[Work instruction]: The lines to copy run from the one containing "Please spot the upper" to the very end of the records; give them exactly, and only them, without pictures.

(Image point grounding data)
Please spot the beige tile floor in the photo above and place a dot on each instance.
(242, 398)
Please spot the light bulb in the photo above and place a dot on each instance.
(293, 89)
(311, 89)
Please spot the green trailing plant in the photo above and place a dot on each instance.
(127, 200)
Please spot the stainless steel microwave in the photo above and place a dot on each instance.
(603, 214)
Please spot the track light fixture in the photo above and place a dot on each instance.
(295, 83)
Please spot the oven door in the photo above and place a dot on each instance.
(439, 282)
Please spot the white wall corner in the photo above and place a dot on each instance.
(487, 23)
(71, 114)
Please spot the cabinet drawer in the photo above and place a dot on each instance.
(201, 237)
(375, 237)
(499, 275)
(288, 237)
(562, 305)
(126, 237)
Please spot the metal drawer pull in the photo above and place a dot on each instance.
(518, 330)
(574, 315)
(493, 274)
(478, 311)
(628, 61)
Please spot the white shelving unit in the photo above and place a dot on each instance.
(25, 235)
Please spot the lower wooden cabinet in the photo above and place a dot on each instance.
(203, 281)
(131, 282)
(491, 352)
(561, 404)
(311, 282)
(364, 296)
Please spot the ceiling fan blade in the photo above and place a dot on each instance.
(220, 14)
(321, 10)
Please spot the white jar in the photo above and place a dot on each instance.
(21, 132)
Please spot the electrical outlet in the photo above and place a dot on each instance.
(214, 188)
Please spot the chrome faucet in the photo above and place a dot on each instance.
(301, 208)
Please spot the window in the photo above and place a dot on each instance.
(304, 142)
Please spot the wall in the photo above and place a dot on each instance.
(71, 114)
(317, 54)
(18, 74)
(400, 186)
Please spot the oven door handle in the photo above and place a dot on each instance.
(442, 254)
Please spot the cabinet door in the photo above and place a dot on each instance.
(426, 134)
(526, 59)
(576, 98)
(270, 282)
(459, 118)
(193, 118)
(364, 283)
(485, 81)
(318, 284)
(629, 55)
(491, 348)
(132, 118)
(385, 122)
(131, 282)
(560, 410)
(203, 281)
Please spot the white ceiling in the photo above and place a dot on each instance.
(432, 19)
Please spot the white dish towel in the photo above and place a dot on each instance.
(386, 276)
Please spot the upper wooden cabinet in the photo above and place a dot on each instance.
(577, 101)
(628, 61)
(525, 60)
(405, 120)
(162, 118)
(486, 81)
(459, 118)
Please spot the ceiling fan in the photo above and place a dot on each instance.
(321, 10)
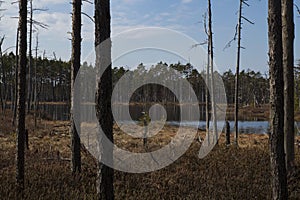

[Answer section]:
Please spot the upper wooden cabinet in the photo above and place a dot on each instance.
(577, 101)
(628, 61)
(525, 60)
(405, 120)
(162, 118)
(486, 81)
(459, 118)
Please spot the ceiling fan in the photo above and place a dot on each instance.
(321, 10)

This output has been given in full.